> [SELECTED TEXT]
==========

In the year after my dad died, as part of my grieving, I wrote this book. I’ve waited to make it public for many reasons. But now, more than 11 years later, I want to share it. My dad was a good man. I want you to know about him and his influence. I hope you enjoy.
Morning came, my mom came back and then my dad woke up. He was upset. “It didn’t work. It didn’t work. I can’t even do this right.” We couldn’t get him to tell us what was bugging him. “It’s the chemicals. It’s the chemicals.” We pieced it together and realized that he wanted to die, was trying to die and yet he couldn’t. “What are they doing to me?” He was upset that he was still alive. That was so unlike my dad and yet completely understandable too. In another clear moment he told us, “No more chemicals. No more.” We got his doctor and he was able to tell her too. He wanted to go.
The signs of improvement were actually fake. The reason his blood count was up was because of the dialysis. If it weren’t for all the stuff they were doing, he would be dead. It became obvious that the only way for him to live was to be on machines, something he would never want. Even if he did recover from this colon stuff, he still had cancer! There was no hope and he knew it, somehow through the fog of his mind he put it together. “It’s OK. It’s all right. No more chemicals,” he continued to repeat.
My mom, sister and I had a conference in the hallway and decided it was time to take him off the machines. A nurse came to do the day’s dialysis and wanted to get in the room. My mom told her no, we need to talk to his doctor. “Well I need to start the dialysis now, I can’t wait for that.” My mom tried explaining that we thought we would take him off the machines. The nurse’s job was to do dialysis, she knew nothing of the situation and she continued to press that she had to start this. Don’t they understand? My dad is dying.

==========

> [INFORMATION SHOWN]

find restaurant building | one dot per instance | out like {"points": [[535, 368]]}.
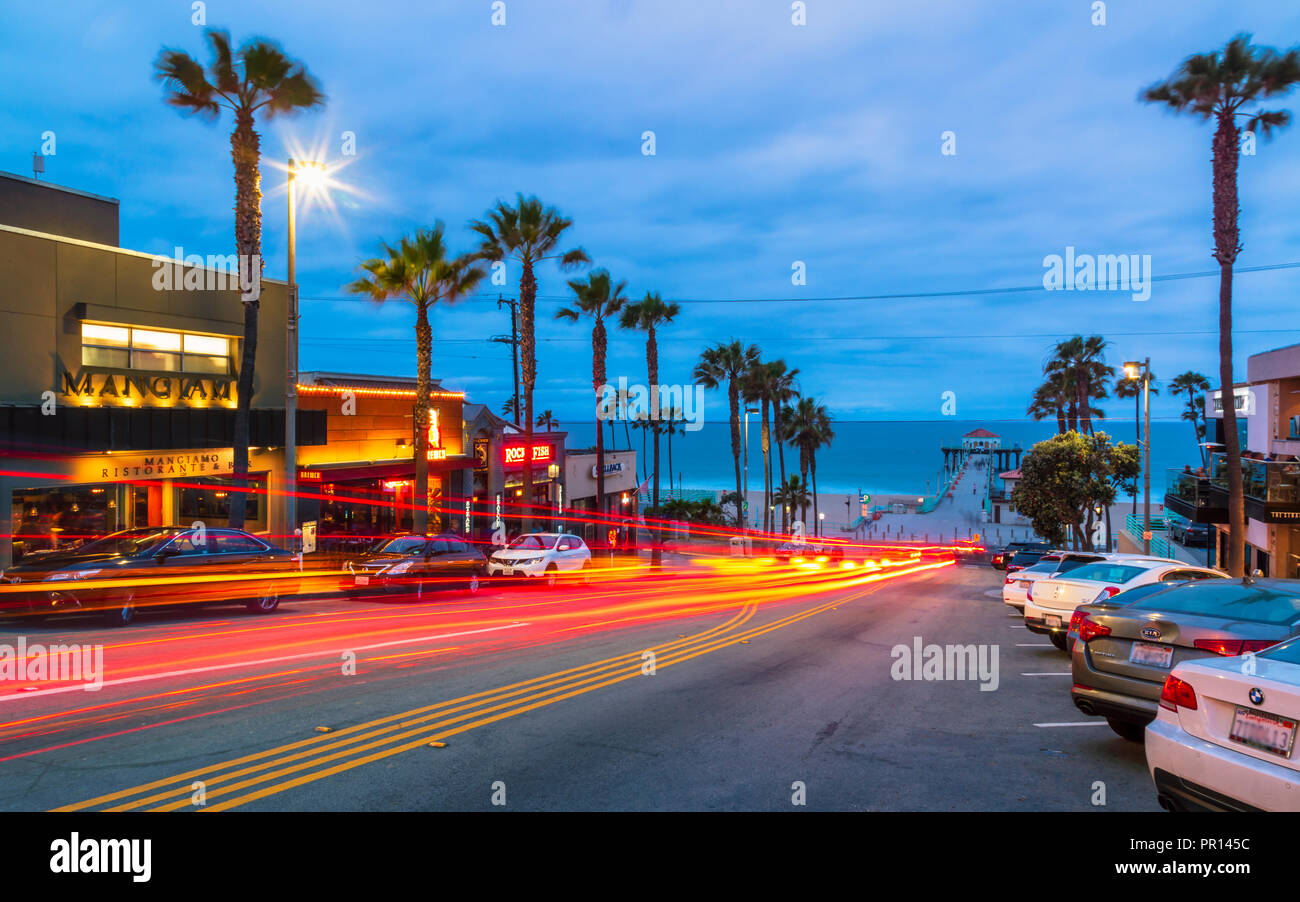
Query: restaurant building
{"points": [[1268, 408], [118, 378]]}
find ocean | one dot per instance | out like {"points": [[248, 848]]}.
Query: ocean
{"points": [[878, 456]]}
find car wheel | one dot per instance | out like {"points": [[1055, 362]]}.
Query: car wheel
{"points": [[122, 611], [1127, 729], [268, 602]]}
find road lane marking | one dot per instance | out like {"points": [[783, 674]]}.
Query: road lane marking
{"points": [[1077, 723], [323, 653], [425, 732]]}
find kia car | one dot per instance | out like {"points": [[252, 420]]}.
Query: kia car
{"points": [[150, 567], [1123, 654]]}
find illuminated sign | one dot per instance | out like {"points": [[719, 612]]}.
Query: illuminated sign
{"points": [[541, 452], [102, 387]]}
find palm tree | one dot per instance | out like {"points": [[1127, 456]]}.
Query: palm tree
{"points": [[783, 389], [793, 494], [649, 315], [1051, 399], [258, 79], [527, 233], [1080, 363], [419, 272], [809, 426], [1222, 85], [728, 363], [1192, 382], [1126, 387], [598, 298]]}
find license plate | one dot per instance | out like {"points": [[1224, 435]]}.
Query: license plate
{"points": [[1152, 655], [1262, 731]]}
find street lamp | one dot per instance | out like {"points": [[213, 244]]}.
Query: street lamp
{"points": [[312, 174], [1134, 371]]}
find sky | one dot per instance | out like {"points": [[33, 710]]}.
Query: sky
{"points": [[776, 144]]}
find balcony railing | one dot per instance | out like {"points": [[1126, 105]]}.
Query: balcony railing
{"points": [[1191, 489], [1270, 481]]}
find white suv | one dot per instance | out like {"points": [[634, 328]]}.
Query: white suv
{"points": [[541, 555]]}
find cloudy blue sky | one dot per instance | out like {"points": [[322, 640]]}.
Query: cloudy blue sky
{"points": [[775, 143]]}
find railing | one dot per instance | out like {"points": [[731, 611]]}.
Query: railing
{"points": [[1273, 481]]}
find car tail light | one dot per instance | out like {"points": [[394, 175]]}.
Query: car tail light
{"points": [[1177, 694], [1233, 647], [1088, 628]]}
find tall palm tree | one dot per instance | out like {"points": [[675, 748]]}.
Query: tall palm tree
{"points": [[1221, 85], [783, 389], [255, 81], [1051, 399], [1082, 364], [419, 270], [1192, 382], [1126, 387], [528, 233], [597, 296], [728, 363], [649, 315], [809, 425]]}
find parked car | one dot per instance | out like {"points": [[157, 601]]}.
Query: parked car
{"points": [[1048, 603], [1008, 553], [1122, 655], [419, 562], [1225, 733], [1053, 563], [191, 563], [813, 551], [541, 555]]}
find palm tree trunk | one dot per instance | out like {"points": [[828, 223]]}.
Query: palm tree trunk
{"points": [[733, 399], [528, 347], [423, 384], [1226, 247], [246, 152]]}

==========

> [WORK INSTRUCTIONS]
a: Answer these three questions about the text on the writer's dad, one per line:
(i) How long after the death did the writer decide to share the book?
(ii) What caused the rise in the dad's blood count?
(iii) Where did the mom, sister, and writer hold their conference?
b: Please explain why the text on the writer's dad calls the signs of improvement fake.
c: Summarize the text on the writer's dad in three sentences.

> [TASK-BY-TASK RESULTS]
a:
(i) More than 11 years later.
(ii) The dialysis.
(iii) In the hallway.

b: His blood count was up only because of the dialysis. Without all the treatment being done, he would have been dead.

c: The writer wrote this book in the year after the dad died and chose to share it more than 11 years later, calling him a good man. Waking upset that he was still alive, the dad said he wanted no more chemicals and told his doctor as well. Because he could live only on machines and still had cancer, the mom, the sister, and the writer decided in the hallway to take him off the machines, while a nurse insisted on starting the day's dialysis.